• Task details: Output the stretch of data that opens with the line containing "booklet in the image above." and closes with the line containing "690;191;738;216", both ends included, as a JSON list of strings with one string per line. Leave out blank lines.

• Material supplied:

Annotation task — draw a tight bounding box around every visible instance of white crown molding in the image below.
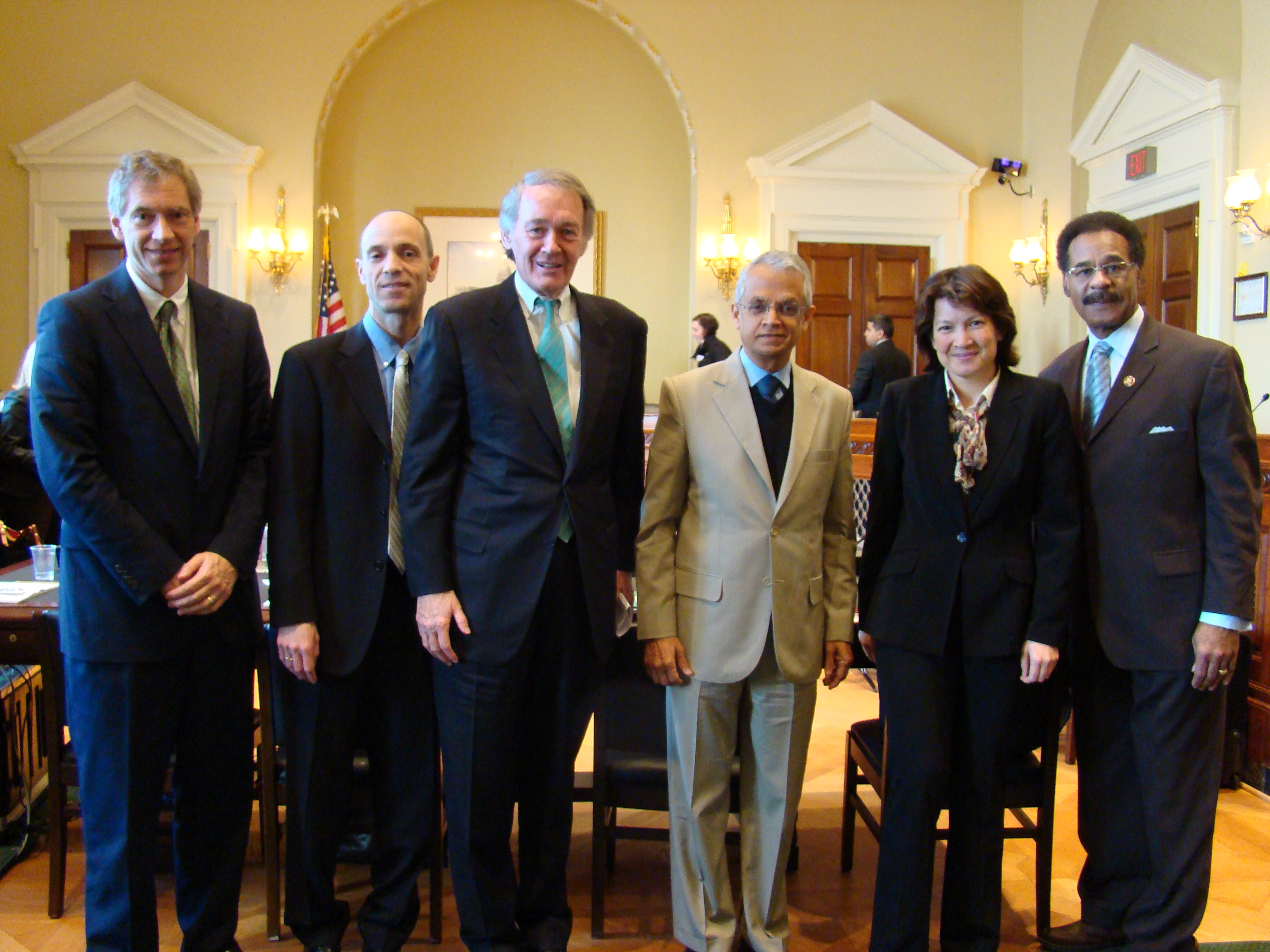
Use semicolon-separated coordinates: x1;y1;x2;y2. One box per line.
* * *
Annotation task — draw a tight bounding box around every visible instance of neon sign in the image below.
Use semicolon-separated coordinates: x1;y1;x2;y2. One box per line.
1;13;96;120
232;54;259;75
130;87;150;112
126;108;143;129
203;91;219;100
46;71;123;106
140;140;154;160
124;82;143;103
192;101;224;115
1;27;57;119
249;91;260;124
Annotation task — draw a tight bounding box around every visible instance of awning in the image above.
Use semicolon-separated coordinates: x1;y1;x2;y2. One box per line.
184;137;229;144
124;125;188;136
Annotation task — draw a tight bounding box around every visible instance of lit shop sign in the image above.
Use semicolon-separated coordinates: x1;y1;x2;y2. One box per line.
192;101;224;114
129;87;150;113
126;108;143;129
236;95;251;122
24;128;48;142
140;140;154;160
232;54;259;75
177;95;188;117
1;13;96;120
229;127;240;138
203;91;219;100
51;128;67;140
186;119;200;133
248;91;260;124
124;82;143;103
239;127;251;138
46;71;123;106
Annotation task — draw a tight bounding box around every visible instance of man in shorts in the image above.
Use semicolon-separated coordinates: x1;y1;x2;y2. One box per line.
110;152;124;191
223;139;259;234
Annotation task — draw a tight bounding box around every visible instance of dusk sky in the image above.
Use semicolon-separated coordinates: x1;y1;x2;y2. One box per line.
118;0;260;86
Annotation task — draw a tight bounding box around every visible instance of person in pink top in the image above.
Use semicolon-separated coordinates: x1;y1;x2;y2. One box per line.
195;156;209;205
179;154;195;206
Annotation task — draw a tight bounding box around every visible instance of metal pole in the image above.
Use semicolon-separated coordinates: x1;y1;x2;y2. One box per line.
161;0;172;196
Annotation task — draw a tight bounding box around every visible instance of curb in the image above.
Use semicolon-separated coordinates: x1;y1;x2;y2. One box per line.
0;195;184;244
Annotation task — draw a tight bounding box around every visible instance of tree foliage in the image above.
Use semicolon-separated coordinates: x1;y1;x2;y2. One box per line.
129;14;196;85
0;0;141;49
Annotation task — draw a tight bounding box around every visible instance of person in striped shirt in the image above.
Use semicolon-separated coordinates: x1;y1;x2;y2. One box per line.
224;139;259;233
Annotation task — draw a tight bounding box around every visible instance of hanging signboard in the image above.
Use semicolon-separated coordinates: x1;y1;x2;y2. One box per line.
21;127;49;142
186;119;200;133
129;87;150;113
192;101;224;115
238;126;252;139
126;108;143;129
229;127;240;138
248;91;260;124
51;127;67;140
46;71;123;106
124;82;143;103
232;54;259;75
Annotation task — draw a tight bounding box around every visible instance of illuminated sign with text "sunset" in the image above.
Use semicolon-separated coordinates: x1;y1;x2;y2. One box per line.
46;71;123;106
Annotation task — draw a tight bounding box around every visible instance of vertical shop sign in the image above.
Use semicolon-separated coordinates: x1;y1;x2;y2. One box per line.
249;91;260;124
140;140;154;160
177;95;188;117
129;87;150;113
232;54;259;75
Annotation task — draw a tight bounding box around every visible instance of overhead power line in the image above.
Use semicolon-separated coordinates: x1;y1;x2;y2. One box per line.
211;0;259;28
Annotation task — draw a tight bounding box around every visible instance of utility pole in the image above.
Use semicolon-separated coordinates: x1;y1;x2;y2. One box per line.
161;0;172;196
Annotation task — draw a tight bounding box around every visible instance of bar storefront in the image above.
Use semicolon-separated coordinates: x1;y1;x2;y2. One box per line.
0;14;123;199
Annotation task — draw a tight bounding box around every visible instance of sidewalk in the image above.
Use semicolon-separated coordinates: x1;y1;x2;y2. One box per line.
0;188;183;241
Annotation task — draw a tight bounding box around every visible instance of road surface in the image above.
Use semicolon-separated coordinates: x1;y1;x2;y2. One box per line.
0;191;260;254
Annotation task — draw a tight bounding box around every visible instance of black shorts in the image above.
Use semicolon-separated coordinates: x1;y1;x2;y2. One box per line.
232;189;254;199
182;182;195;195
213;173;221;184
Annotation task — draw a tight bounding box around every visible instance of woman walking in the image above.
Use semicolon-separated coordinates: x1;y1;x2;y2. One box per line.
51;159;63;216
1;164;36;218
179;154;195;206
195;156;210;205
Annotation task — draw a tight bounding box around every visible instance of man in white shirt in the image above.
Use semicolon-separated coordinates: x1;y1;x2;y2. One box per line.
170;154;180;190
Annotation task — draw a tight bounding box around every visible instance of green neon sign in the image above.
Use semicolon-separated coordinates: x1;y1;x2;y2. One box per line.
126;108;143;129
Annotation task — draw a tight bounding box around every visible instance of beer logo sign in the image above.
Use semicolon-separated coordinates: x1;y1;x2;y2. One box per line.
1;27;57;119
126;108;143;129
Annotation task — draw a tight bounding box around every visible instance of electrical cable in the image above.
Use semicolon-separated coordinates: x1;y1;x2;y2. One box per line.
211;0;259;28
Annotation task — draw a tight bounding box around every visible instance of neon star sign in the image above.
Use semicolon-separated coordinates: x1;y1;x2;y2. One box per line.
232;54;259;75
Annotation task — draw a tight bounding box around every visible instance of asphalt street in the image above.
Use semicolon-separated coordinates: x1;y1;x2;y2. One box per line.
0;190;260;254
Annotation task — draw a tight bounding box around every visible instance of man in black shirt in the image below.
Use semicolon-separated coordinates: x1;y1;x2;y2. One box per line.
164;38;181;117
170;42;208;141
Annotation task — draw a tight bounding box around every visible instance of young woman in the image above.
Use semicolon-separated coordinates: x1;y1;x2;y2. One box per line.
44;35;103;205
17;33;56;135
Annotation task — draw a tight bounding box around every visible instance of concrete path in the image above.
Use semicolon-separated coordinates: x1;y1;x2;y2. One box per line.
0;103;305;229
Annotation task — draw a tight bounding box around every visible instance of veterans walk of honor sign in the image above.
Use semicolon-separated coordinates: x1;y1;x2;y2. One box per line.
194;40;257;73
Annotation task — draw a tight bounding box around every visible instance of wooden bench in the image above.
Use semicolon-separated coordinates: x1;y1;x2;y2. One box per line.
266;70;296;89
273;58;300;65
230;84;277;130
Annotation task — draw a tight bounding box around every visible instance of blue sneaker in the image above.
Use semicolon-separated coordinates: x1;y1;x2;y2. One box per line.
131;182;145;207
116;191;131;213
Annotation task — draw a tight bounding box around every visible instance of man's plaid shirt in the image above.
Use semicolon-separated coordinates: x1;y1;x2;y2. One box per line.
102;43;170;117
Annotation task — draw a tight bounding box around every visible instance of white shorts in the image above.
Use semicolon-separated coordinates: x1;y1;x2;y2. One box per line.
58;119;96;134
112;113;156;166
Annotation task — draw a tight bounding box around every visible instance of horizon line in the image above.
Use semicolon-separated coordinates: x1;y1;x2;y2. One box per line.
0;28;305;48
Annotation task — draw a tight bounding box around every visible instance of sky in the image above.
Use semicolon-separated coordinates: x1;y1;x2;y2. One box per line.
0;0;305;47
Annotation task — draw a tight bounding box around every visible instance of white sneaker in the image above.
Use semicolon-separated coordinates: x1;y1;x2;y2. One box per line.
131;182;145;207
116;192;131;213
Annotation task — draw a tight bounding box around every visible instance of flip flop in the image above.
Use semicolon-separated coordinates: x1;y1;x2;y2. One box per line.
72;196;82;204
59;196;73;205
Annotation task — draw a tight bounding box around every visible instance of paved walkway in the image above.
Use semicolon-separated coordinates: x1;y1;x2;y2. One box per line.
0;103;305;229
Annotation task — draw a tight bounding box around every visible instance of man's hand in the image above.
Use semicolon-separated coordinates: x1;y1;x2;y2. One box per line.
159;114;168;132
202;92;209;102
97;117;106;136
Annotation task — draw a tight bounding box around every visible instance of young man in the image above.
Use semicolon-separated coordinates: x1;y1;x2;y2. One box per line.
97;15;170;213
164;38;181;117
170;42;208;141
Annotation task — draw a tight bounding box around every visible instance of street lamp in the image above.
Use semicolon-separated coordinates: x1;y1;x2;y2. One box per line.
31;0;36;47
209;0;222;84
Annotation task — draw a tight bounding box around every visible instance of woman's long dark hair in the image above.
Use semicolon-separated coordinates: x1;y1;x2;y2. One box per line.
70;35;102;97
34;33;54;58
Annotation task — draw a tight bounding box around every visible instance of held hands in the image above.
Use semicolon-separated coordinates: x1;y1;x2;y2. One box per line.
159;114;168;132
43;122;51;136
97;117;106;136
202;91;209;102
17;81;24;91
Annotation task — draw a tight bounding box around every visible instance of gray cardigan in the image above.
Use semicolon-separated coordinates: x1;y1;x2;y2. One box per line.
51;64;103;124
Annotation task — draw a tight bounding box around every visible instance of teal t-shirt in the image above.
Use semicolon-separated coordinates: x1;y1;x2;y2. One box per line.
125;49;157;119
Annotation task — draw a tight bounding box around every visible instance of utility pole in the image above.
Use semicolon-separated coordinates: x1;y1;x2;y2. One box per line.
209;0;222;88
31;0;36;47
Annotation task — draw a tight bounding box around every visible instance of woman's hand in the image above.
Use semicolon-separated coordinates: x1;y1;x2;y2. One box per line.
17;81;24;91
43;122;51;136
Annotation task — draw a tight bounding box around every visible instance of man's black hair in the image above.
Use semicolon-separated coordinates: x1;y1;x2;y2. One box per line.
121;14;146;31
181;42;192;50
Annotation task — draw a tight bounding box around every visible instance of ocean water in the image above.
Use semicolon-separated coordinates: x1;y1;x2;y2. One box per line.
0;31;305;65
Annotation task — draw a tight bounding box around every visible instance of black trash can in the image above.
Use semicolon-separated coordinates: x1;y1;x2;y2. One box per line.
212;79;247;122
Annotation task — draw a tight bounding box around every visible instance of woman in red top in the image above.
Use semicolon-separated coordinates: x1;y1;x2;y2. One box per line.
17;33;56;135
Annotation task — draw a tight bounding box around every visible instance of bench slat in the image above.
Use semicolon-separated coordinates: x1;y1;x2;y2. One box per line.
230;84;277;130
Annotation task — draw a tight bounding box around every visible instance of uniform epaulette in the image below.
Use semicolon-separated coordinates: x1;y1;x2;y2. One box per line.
==
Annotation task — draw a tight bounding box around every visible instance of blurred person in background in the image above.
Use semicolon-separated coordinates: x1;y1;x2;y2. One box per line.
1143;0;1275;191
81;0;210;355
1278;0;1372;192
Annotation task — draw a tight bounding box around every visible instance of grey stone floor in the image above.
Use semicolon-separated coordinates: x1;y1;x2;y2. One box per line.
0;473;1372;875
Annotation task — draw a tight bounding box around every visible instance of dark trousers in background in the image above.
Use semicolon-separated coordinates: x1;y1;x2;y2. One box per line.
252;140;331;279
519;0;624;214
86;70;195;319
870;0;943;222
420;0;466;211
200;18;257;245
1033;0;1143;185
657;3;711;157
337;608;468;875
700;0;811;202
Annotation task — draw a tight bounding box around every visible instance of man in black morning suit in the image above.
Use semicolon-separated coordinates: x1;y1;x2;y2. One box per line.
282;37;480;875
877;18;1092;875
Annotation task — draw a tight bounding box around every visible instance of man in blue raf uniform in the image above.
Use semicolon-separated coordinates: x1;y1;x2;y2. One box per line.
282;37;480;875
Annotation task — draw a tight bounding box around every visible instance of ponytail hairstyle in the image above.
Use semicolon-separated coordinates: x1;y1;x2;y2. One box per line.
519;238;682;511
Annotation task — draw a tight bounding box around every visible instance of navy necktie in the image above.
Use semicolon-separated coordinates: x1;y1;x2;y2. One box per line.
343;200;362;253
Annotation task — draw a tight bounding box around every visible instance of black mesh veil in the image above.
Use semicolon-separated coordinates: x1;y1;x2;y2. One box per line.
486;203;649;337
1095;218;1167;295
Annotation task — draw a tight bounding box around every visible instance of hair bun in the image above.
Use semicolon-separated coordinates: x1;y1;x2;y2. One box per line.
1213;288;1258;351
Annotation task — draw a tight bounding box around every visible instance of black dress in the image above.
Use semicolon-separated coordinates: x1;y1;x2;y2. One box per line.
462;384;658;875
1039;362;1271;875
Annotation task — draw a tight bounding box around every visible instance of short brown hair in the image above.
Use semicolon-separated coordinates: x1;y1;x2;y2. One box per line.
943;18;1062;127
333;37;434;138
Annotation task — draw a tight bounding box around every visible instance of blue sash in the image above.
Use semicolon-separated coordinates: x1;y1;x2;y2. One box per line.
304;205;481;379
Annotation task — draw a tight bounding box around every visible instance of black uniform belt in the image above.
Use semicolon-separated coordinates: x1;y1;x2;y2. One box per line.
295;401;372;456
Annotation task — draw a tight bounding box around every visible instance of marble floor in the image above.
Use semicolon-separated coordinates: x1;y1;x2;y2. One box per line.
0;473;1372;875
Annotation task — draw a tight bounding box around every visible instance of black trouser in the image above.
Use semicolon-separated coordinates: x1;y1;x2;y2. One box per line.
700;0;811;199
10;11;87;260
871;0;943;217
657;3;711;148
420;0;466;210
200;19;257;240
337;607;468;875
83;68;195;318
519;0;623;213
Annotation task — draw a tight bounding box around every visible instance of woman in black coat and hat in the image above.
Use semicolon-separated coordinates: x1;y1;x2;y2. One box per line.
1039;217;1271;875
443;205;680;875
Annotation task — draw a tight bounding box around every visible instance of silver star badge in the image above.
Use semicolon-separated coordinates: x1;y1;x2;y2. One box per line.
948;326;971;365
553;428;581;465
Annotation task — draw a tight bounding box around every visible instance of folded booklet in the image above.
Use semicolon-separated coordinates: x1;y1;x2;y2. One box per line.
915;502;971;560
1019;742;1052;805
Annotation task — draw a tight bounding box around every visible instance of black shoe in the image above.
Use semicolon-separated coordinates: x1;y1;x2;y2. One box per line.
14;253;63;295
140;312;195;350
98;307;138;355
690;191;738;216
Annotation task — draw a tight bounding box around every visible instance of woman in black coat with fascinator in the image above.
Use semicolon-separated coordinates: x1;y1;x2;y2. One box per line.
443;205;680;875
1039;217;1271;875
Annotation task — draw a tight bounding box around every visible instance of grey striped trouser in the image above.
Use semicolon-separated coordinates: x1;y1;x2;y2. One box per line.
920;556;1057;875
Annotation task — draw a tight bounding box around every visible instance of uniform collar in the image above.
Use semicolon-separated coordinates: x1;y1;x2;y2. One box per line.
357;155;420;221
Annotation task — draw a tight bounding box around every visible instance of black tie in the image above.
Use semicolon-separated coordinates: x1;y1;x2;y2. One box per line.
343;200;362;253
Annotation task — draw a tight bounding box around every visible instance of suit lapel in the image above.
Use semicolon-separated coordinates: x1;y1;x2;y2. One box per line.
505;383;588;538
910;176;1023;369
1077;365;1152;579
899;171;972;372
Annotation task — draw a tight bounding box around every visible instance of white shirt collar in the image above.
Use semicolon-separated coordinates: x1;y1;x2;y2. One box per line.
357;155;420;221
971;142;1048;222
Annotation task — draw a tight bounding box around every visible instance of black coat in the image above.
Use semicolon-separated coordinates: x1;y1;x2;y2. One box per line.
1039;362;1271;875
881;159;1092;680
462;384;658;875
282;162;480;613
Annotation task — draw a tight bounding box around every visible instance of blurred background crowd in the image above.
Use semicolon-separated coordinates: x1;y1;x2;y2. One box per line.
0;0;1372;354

• Solved exercise:
[
  "Annotation task — draw a tight bounding box around every visible instance of folded booklet in the image above.",
  "Use semicolon-separated coordinates: x1;y1;x2;y2. One box per line.",
  "915;502;971;560",
  "1019;742;1052;805",
  "Annotation task — draw a tight bounding box around every visible instance of black shoe in the image above.",
  "Use semicolon-separated coordinates: x1;y1;x2;y2. One box per line.",
  "14;253;63;295",
  "140;312;195;350",
  "98;307;138;355",
  "690;191;738;216"
]